**VORLIEGENDER TEXT:**

· · ·

Rezension

»Solide jüdisch erzogen«

Daniel Hoffmann erweist sich in seinem neuen Buch Heimat, bist du wieder mein als tiefsinniger Autor deutsch-jüdischer Literaturgeschichte. Hier justiert Hoffmann seinen Standpunkt als deutscher Jude und erhebt seinen Anspruch auf Teilhabe an der deutschen Kultur, in Gesellschaft und Religion. Heimat, bist du wieder mein ist eine exemplarische deutsch-jüdische Familiengeschichte. Der Autor berichtet über sein deutsch-jüdisches Leben in einer nichtjüdischen Umwelt – in Düsseldorf, wo er studiert und später sich als Germanist habilitiert hat.

· · ·

**DATEN ZUR ANALYSE:**
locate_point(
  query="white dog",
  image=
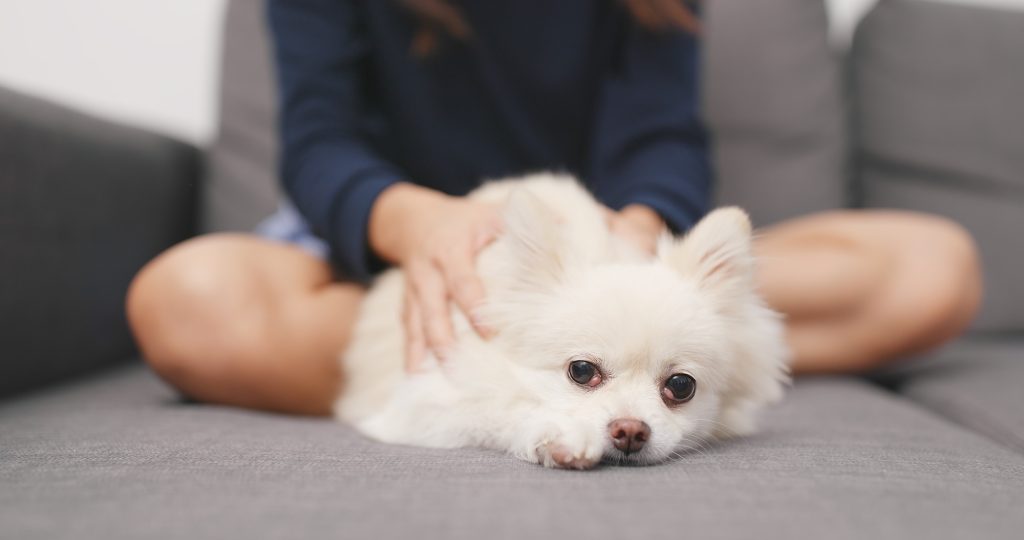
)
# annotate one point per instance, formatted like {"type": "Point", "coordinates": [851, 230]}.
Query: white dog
{"type": "Point", "coordinates": [600, 351]}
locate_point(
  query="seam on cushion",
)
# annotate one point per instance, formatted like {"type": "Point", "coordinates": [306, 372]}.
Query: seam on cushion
{"type": "Point", "coordinates": [970, 181]}
{"type": "Point", "coordinates": [969, 416]}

· · ·

Gib aus der Rezension den Abschnitt von „Daniel Hoffmann erweist“ bis „Germanist habilitiert hat.“ wortgetreu wieder.

**ANTWORT:**
Daniel Hoffmann erweist sich in seinem neuen Buch Heimat, bist du wieder mein als tiefsinniger Autor deutsch-jüdischer Literaturgeschichte. Hier justiert Hoffmann seinen Standpunkt als deutscher Jude und erhebt seinen Anspruch auf Teilhabe an der deutschen Kultur, in Gesellschaft und Religion. Heimat, bist du wieder mein ist eine exemplarische deutsch-jüdische Familiengeschichte. Der Autor berichtet über sein deutsch-jüdisches Leben in einer nichtjüdischen Umwelt – in Düsseldorf, wo er studiert und später sich als Germanist habilitiert hat.